* _What you have to do_
Range to reproduce from the entries below: the line with "Target: white water", the line with "Question. Provide the position of each instance of the waterfall", and every line in between. Give them exactly and give nothing else.

* _Data to process_
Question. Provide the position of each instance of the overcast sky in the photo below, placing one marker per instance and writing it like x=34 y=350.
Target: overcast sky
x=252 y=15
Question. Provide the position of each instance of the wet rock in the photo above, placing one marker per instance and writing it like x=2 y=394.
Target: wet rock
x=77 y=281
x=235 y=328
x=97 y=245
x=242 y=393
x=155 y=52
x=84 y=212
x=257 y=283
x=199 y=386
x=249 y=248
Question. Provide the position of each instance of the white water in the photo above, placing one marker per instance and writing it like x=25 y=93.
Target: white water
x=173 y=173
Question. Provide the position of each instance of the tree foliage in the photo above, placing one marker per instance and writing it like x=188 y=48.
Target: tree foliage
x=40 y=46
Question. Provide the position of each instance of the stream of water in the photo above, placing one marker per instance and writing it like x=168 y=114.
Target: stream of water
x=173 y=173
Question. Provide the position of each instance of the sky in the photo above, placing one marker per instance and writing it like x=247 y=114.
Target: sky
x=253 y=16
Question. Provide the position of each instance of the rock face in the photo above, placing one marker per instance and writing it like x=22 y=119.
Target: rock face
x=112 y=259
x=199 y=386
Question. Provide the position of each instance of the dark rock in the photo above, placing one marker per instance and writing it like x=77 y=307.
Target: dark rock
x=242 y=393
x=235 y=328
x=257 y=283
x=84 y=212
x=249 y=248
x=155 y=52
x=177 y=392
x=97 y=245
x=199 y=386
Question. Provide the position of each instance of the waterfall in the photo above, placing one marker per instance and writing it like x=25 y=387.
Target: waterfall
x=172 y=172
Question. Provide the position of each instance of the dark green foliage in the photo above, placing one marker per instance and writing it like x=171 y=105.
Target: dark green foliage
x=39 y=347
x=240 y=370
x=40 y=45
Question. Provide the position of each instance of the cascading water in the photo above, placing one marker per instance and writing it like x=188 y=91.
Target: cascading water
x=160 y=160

* _Output_
Target: white water
x=173 y=173
Question. Provide the position of each instance of the tree foliage in the photo above, placing one marker per instance and writing it like x=188 y=48.
Target: tree foliage
x=40 y=46
Question. Provide the position of each instance of the stream of water in the photo above, placing one marker per instance and writing it like x=168 y=114.
Target: stream of water
x=173 y=173
Question. Provide the position of each instance of the sky in the photo above, placing one marker per instance and writing it like x=247 y=114.
Target: sky
x=253 y=16
Question. Provide the position of each instance of the rock face in the photo above, placing one marker per instance and writing it like x=22 y=119.
Target: rock face
x=112 y=259
x=199 y=386
Question. Provide the position of each instance of the dark rock in the photo above, placing one marker per instance and writing it like x=77 y=307.
Target: dark rock
x=242 y=393
x=235 y=328
x=257 y=283
x=84 y=212
x=249 y=248
x=155 y=52
x=177 y=392
x=97 y=245
x=199 y=386
Question. Provide the position of each instance of the waterfall in the photo above, placing one marker per instance and writing it like x=25 y=387.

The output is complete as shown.